- THE TASK
Reproduce every entry exactly.

- EXERCISE MATERIAL
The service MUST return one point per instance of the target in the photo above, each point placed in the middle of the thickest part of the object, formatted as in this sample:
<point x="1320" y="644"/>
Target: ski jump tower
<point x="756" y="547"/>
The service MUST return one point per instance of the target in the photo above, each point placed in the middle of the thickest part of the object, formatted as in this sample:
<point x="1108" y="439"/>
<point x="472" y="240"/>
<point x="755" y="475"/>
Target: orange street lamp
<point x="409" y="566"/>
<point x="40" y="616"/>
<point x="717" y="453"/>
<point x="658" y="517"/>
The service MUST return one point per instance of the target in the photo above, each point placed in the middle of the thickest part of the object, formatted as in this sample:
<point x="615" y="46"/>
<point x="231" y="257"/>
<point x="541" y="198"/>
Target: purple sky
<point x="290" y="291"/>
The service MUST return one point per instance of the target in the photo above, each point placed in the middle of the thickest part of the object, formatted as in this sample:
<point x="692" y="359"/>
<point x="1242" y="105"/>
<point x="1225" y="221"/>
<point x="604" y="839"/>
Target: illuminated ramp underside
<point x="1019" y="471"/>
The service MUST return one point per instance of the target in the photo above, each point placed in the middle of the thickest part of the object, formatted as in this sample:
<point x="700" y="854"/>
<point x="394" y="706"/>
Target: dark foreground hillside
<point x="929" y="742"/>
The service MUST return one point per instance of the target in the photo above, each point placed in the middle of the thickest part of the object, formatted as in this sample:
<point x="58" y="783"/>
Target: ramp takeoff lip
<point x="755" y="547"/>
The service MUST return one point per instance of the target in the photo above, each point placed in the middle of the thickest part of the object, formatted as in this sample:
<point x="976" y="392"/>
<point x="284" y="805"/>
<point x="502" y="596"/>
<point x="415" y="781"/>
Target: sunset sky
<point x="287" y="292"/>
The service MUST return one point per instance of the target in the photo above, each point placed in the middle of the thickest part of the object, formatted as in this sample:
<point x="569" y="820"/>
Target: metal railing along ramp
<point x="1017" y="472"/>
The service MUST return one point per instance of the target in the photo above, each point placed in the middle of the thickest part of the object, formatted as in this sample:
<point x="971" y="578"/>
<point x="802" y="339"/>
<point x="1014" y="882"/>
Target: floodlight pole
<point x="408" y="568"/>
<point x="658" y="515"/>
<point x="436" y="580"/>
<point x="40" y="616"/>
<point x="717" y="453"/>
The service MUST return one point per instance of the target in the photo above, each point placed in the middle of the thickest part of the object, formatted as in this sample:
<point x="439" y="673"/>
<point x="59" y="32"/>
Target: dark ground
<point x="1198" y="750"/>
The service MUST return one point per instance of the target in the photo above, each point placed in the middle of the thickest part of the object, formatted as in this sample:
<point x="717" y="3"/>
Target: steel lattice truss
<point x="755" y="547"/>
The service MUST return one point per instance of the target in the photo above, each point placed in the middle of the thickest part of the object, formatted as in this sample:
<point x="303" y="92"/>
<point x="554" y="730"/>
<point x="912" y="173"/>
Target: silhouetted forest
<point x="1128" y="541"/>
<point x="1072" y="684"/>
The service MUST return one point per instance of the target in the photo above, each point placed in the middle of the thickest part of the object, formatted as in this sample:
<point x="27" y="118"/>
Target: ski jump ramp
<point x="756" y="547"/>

- ANSWER IN FULL
The service MUST return one point per instance of the target in the photo above, each point placed in the middle of the thickest part of the object, formatted as in this sample:
<point x="1320" y="644"/>
Target: ski jump tower
<point x="756" y="547"/>
The service MUST return one point per instance of the target in the photo above, each point placed in the middle of the thickest part of the object, formatted as in this sample:
<point x="1108" y="439"/>
<point x="472" y="240"/>
<point x="755" y="475"/>
Target: orange street lamp
<point x="409" y="566"/>
<point x="40" y="616"/>
<point x="717" y="453"/>
<point x="658" y="517"/>
The service MUST return one point per instance of the target in the photo above, each point placed in the middle of the thickest part of the object, formatted as in this sample:
<point x="615" y="46"/>
<point x="231" y="257"/>
<point x="541" y="198"/>
Target: purple sky
<point x="290" y="291"/>
The service MUST return one point per instance of the target in the photo above, each point placed in the middle of the thickest part of the object, formatted as in this sample:
<point x="692" y="359"/>
<point x="1242" y="105"/>
<point x="1225" y="221"/>
<point x="604" y="839"/>
Target: illuminated ramp underside
<point x="1019" y="471"/>
The service MUST return one point per instance of the target in the photo above, each point placed in the middle of the thickest part of the object, formatted as in this sample:
<point x="700" y="854"/>
<point x="394" y="706"/>
Target: dark foreground hillside
<point x="929" y="742"/>
The service MUST return one point per instance of the target in the photo above, each point placed in the middle of the thickest part of the object, formatted as in this sample:
<point x="58" y="783"/>
Target: ramp takeoff lip
<point x="755" y="547"/>
The service MUST return one point per instance of the target in the photo above, each point placed in the middle of the thickest part of the object, formatted as in this sample:
<point x="976" y="392"/>
<point x="284" y="805"/>
<point x="502" y="596"/>
<point x="415" y="781"/>
Target: sunset sky
<point x="287" y="292"/>
The service MUST return one point per instance of the target in the photo above, each point placed in the middle of the thickest part of the object, formatted as in this sample:
<point x="569" y="820"/>
Target: metal railing along ramp
<point x="1017" y="472"/>
The service MUST return one point per instance of the target in the photo above, each point placed in the middle of the thickest part of the object, formatted as in this sample:
<point x="971" y="578"/>
<point x="802" y="339"/>
<point x="1014" y="882"/>
Target: floodlight pole
<point x="408" y="568"/>
<point x="658" y="515"/>
<point x="436" y="580"/>
<point x="40" y="616"/>
<point x="717" y="453"/>
The service MUST return one point per instance of the target in the photo above, each point placed in the middle of the thickest part of the object, formatted as in this sample:
<point x="439" y="673"/>
<point x="59" y="32"/>
Target: dark ground
<point x="1198" y="750"/>
The service MUST return one point per instance of the target in the photo above, each point placed in the middle of the thickest part of the object, formatted as in this sample:
<point x="717" y="3"/>
Target: steel lattice truss
<point x="755" y="547"/>
The service MUST return one point per instance of the target in the photo above, each point placed in the middle of the thickest part of the object, formatted as in this sample:
<point x="303" y="92"/>
<point x="554" y="730"/>
<point x="912" y="173"/>
Target: silhouetted forest
<point x="1128" y="541"/>
<point x="1072" y="684"/>
The service MUST return one point per instance of the target in the photo above, each point placed in the middle of the thickest part of the object, formatted as in this sample:
<point x="27" y="118"/>
Target: ski jump ramp
<point x="756" y="547"/>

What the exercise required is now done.